Data extracted from a collection:
---------------

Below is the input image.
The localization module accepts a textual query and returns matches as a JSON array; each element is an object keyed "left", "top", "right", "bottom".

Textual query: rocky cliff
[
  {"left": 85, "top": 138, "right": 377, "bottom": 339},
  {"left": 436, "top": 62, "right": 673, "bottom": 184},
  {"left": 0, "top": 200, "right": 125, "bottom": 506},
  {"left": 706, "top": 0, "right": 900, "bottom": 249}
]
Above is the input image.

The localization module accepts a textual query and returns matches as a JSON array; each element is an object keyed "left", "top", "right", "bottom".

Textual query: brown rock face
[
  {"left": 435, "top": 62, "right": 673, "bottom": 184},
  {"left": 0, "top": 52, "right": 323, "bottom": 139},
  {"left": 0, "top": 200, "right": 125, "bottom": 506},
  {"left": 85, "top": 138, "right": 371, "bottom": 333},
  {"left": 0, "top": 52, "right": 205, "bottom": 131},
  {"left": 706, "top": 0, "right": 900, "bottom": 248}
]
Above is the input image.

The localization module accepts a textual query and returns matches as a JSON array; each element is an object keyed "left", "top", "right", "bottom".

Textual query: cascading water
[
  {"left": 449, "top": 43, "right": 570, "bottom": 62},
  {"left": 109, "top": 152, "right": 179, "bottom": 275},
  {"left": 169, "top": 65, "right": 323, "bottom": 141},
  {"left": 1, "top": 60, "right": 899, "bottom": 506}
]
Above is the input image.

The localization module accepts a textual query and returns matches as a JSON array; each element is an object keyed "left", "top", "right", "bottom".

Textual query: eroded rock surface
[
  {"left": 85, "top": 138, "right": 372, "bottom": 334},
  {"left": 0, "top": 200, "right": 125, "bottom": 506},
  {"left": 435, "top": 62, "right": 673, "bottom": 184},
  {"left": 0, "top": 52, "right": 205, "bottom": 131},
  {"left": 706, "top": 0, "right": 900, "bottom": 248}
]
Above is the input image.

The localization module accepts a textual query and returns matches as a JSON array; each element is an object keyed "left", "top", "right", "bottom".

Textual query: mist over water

---------------

_Work request:_ Could you restate every entry verbatim, please?

_Response:_
Below is the input image.
The localization module accepts a textual query and returns matches as a JSON array; each element is an object keyed "left", "top", "right", "bottom".

Textual query: rocky cliff
[
  {"left": 85, "top": 138, "right": 377, "bottom": 339},
  {"left": 436, "top": 62, "right": 673, "bottom": 184},
  {"left": 0, "top": 200, "right": 125, "bottom": 506},
  {"left": 706, "top": 0, "right": 900, "bottom": 249}
]
Above is the input image.

The localization module accepts a textual query and returns matches as a JSON array; each element is an object keyed "left", "top", "right", "bottom".

Textual query: brown rock face
[
  {"left": 435, "top": 62, "right": 673, "bottom": 184},
  {"left": 0, "top": 52, "right": 323, "bottom": 139},
  {"left": 0, "top": 200, "right": 125, "bottom": 506},
  {"left": 85, "top": 138, "right": 371, "bottom": 333},
  {"left": 0, "top": 52, "right": 205, "bottom": 131},
  {"left": 706, "top": 0, "right": 900, "bottom": 248}
]
Above is the input image.

The localization module accepts a textual query and returns matches as a JSON array; each element is an object keyed "left", "top", "right", "bottom".

Textual query: cascading water
[
  {"left": 449, "top": 43, "right": 570, "bottom": 62},
  {"left": 109, "top": 152, "right": 179, "bottom": 275},
  {"left": 169, "top": 65, "right": 323, "bottom": 141},
  {"left": 1, "top": 60, "right": 899, "bottom": 506}
]
Above is the input image.

The localization module accepts a textual query and returns matches as a JSON array; each element is an object keyed "left", "top", "right", "bottom".

Textual query: eroded rock surface
[
  {"left": 85, "top": 138, "right": 372, "bottom": 334},
  {"left": 0, "top": 200, "right": 125, "bottom": 506},
  {"left": 435, "top": 62, "right": 673, "bottom": 184},
  {"left": 0, "top": 52, "right": 205, "bottom": 131},
  {"left": 706, "top": 0, "right": 900, "bottom": 248}
]
Above is the input image.

The localization module accepts a textual query and returns matches as a JSON array; each element is an object keyed "left", "top", "right", "bottom".

Textual query: mist over water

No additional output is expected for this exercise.